What you will do.
Quote the full listing word for word.

%%

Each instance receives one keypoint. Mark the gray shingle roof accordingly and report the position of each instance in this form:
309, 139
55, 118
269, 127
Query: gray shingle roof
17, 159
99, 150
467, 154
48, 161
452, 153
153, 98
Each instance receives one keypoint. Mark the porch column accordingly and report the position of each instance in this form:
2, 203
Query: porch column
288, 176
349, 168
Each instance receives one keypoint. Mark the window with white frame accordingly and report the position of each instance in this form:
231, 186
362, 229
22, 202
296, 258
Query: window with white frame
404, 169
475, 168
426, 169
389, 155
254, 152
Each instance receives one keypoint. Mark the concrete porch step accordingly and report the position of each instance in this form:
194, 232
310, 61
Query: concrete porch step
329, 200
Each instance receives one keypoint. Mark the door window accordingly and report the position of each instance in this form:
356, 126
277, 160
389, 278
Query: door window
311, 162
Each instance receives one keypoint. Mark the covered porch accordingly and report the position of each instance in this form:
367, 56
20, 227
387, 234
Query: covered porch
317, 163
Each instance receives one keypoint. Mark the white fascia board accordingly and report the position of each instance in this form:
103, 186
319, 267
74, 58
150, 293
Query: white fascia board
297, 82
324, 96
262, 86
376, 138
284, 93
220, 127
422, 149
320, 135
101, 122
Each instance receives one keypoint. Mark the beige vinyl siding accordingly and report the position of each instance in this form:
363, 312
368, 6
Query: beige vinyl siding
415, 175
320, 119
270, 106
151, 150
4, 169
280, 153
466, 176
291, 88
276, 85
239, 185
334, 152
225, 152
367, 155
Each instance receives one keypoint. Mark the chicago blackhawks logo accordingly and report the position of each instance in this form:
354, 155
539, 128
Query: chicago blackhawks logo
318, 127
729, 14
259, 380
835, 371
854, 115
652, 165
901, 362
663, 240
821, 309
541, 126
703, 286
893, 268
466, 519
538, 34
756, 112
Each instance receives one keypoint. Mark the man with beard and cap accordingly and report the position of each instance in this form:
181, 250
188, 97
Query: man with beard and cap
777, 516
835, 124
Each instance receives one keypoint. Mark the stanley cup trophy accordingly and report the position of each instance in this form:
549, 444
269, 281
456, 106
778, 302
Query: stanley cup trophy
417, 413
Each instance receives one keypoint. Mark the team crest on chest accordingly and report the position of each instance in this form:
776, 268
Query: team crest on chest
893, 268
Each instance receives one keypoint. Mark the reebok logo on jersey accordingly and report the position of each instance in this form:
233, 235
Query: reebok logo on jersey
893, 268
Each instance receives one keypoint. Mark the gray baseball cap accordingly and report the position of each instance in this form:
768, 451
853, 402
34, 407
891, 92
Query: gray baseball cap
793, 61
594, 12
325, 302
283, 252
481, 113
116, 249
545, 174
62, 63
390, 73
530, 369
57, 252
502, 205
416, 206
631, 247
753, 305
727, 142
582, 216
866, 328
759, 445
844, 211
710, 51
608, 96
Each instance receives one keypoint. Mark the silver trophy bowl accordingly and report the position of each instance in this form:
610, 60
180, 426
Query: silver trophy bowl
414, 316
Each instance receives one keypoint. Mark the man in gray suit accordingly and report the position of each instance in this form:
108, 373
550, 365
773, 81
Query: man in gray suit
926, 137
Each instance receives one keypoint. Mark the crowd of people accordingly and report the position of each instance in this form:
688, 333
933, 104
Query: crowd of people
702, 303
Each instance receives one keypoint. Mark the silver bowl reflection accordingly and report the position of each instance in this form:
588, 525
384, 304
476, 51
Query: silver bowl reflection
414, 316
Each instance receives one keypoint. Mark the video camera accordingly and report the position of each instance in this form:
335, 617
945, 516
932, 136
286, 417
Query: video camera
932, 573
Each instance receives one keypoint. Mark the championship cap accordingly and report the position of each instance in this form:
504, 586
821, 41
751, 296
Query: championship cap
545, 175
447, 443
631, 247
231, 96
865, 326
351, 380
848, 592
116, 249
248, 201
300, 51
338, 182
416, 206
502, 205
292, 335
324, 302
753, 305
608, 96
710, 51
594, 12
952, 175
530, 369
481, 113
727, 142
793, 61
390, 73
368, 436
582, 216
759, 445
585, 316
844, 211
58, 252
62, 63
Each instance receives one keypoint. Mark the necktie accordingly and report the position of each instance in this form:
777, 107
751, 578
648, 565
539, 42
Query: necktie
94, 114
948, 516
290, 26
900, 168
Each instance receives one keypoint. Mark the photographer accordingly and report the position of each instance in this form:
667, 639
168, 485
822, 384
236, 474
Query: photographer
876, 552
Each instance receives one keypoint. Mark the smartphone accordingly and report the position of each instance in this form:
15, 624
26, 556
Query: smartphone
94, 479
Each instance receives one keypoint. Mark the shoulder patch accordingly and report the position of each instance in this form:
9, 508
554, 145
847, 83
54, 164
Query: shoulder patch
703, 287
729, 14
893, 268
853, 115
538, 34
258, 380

%%

Result.
Each instance receives one keypoint. Mark the gray shingle roof accordingly and report the position of each instance in this form:
309, 139
55, 118
269, 127
Query: gray shingle roof
17, 159
99, 150
467, 154
48, 161
452, 153
153, 98
Each instance receives one keypoint. Mark the porch column accordingly and report the position of each instance in this form:
2, 203
Query: porch column
288, 176
349, 168
Each instance receives one keypoint. Mark the window with white frame accordingly and report the position of each instance in this form:
231, 186
362, 229
22, 202
296, 258
Query: window with white frame
404, 169
475, 168
426, 169
389, 155
254, 152
Each instance receives one keypoint. Mark the concrete porch step accordingly and report the position of each instance in this form:
194, 232
310, 61
Query: concrete porch step
329, 200
Each instance receives one keypoint. Mark the door window accordingly and report the position of each instance in this form:
356, 126
277, 160
389, 278
Query: door window
311, 162
Each instance receives one keypoint. Mark the covered porch accordingly and report the position of each instance in this form:
367, 56
20, 227
387, 234
Query: covered porch
317, 163
Each instance receives one keypoint. Mark the white fascia board accordingly and report the position of each instance in this form:
103, 186
319, 267
74, 58
150, 293
Query: white fascia board
297, 82
324, 96
262, 86
376, 138
284, 93
220, 127
422, 149
320, 135
101, 122
Each instance receives one keypoint. Mark the beige vinyl siding accordingly and report the position of each instance in this form:
363, 312
368, 6
Query: beige vinyl siding
415, 175
320, 119
270, 106
151, 150
4, 169
280, 153
466, 176
291, 88
276, 85
239, 185
334, 152
225, 152
367, 155
Each instance receives one keypoint. Mark the chicago blackhawks logo accordingly and report the position of each instance in this form:
354, 155
539, 128
Query: chicago blackhawks logo
318, 127
729, 14
259, 380
835, 371
854, 115
652, 165
901, 362
663, 240
821, 309
541, 126
703, 286
893, 268
466, 519
538, 34
756, 112
Each instance receives one keypoint. Mark the man with beard and cap accordingly and report the position of each instance in this form:
181, 250
188, 97
Query: man with beard and cap
777, 516
835, 124
Each instance receives one keypoint. Mark the stanley cup trophy accordingly and report the position of each instance in this form:
549, 444
269, 281
456, 106
778, 302
Query: stanley cup trophy
417, 413
Each instance receives one keypoint. Mark the team crest on chest accordingly and report the position of each instance in this form:
776, 268
Query: team crest on chest
893, 268
Each instance receives one keypoint. Mark the reebok logo on jersey accordingly and report the position of each instance in this form:
233, 235
Query: reebok logo on jersey
893, 268
Each instance receives one keypoint. Mark the gray baseball cap accordingly and report the position of each instance in this form:
768, 451
853, 402
34, 407
891, 92
Query: gray baseball cap
793, 61
594, 12
325, 302
283, 252
481, 113
116, 249
545, 174
62, 63
390, 73
530, 369
57, 252
502, 205
416, 206
631, 247
753, 305
727, 142
582, 216
866, 328
759, 445
844, 211
710, 51
608, 96
Each instance receives one keypoint. Mark the silver trophy bowl accordingly and report the position of each instance in this form:
610, 60
180, 426
Query: silver trophy bowl
414, 316
Each instance receives one keypoint. Mark the man in gray suit accordingly and report the position of each instance in this form:
108, 373
550, 365
773, 81
Query: man in gray suit
926, 137
Each instance receives one keypoint. Mark the crowd of people accordingly and report the position of each instance in this form:
688, 333
933, 104
Query: crowd of people
702, 303
Each instance receives one keypoint. Mark the silver bowl reflection accordingly and report the position of each instance in this form:
588, 525
384, 304
476, 51
Query: silver bowl reflection
414, 316
Each instance receives one keypoint. Mark the video camera accordingly and report the position of each instance in this form:
335, 617
945, 516
932, 136
286, 417
Query: video camera
932, 573
Each instance receives one keypoint. Mark the championship cap accordingly and report the position of each instance in this form:
504, 586
821, 41
751, 296
Query: championship cap
545, 175
447, 443
631, 247
231, 96
865, 326
351, 380
848, 592
116, 249
248, 201
300, 51
338, 182
416, 206
502, 205
292, 335
324, 302
753, 305
608, 96
710, 51
594, 12
952, 175
530, 369
481, 113
727, 142
793, 61
390, 73
368, 436
582, 216
759, 445
585, 316
844, 211
58, 252
62, 63
Each instance receives one keypoint. Mark the necktie accordingly and report the position of each instance in this form:
777, 107
751, 578
648, 565
539, 42
Query: necktie
94, 114
948, 516
290, 26
900, 168
Each instance receives one keypoint. Mark the photographer accordingly and report the position of each instance in this form:
667, 639
168, 485
822, 384
236, 474
Query: photographer
876, 552
Each instance receives one keypoint. Mark the smartphone accordingly and report the position of each instance in this form:
15, 624
26, 556
Query: smartphone
94, 479
Each instance receives one keypoint. Mark the shoulder patch accordingly and report the position of each instance in this form:
9, 508
554, 145
847, 83
54, 164
Query: shoulder patch
703, 287
729, 14
893, 268
853, 115
538, 34
258, 380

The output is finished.